* [Problem statement] Format the records as a JSON list of strings, one string per line, starting at the first line and ending at the line that contains "point(174, 263)", with both of those lines included. Leave out any blank lines.

* [Rows]
^^^^^^^^^^^^^^^^

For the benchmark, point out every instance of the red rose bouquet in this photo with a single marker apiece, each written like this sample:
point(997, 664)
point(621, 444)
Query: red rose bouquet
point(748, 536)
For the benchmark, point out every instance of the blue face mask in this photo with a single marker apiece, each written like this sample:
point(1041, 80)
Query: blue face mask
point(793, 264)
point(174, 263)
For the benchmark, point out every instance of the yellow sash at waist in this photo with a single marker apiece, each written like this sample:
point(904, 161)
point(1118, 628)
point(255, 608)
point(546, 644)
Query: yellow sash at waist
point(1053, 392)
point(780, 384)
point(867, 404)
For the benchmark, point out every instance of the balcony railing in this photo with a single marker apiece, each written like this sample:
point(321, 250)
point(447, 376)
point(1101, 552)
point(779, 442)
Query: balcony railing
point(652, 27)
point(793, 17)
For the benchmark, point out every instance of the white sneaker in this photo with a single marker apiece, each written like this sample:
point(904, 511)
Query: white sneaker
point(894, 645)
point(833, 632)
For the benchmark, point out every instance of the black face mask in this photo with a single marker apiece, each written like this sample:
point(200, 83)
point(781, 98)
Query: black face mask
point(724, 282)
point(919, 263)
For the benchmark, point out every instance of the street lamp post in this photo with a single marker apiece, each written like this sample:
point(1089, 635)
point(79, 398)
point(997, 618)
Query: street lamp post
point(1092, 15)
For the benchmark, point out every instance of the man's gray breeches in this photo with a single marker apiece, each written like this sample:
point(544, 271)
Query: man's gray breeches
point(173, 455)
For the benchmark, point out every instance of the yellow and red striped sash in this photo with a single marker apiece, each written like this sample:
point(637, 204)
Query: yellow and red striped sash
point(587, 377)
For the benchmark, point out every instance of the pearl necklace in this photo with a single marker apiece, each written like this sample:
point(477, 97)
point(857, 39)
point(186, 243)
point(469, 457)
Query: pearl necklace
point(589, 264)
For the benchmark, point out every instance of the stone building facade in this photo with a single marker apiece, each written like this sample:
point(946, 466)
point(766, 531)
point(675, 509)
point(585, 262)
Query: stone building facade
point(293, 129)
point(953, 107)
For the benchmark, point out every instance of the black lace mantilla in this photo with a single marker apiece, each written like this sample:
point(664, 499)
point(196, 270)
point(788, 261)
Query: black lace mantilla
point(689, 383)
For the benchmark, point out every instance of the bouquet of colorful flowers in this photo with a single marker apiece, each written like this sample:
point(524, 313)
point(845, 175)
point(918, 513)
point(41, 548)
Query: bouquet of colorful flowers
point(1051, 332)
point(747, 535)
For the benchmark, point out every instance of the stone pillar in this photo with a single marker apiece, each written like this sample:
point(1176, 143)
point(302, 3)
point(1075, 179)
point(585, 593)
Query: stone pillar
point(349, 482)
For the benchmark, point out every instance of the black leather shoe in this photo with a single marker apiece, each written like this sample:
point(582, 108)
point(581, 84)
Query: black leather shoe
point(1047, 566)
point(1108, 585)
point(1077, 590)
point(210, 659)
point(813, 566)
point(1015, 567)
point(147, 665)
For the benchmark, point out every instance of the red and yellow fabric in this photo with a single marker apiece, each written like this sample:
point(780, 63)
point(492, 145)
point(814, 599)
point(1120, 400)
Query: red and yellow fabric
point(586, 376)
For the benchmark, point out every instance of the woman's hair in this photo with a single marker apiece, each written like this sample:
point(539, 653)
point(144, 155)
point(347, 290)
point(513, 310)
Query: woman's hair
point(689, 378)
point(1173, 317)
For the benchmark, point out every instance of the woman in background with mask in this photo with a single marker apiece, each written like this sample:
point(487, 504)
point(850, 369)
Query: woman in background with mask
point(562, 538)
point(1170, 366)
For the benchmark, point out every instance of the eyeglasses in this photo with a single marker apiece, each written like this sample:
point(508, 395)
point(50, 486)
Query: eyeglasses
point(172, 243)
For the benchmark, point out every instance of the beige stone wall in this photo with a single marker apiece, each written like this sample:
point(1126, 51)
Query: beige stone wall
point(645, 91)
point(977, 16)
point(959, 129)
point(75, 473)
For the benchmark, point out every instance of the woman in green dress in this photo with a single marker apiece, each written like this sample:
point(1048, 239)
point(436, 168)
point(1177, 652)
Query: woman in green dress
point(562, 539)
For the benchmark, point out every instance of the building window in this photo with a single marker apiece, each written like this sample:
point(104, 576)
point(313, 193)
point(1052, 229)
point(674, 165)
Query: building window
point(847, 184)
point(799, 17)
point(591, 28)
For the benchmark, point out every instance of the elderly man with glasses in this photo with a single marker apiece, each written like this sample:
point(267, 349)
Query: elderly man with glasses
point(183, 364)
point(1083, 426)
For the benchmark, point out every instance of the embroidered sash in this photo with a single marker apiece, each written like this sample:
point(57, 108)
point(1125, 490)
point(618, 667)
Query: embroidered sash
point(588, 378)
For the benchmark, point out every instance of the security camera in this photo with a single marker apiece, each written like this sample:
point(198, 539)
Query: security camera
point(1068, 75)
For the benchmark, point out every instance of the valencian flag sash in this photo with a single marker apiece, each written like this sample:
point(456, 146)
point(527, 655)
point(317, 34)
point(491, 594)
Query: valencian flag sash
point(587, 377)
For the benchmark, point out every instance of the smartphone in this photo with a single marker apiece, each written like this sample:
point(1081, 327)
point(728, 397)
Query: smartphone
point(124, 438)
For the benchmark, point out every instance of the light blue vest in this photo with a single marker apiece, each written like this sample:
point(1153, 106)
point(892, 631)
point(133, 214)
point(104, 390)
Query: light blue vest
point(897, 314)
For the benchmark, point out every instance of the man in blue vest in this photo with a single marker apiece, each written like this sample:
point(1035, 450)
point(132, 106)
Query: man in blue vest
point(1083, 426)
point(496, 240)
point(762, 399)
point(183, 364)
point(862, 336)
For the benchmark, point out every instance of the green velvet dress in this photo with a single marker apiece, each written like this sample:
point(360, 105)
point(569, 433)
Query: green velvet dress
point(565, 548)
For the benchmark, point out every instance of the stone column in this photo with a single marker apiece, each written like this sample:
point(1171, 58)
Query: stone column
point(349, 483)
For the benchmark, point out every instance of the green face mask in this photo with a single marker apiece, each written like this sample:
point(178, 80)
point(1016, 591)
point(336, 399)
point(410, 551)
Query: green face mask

^^^^^^^^^^^^^^^^

* [Written answer]
[
  "For the benchmark, point out every instance of the red rose bouquet in this photo with a single marker apiece, each written like this sample:",
  "point(997, 664)",
  "point(621, 444)",
  "Query: red rose bouquet",
  "point(748, 536)",
  "For the benchmark, point out every instance of the blue face mask in this photo with a single marker apiece, each written like this sample:",
  "point(1041, 80)",
  "Query: blue face mask",
  "point(793, 264)",
  "point(174, 263)"
]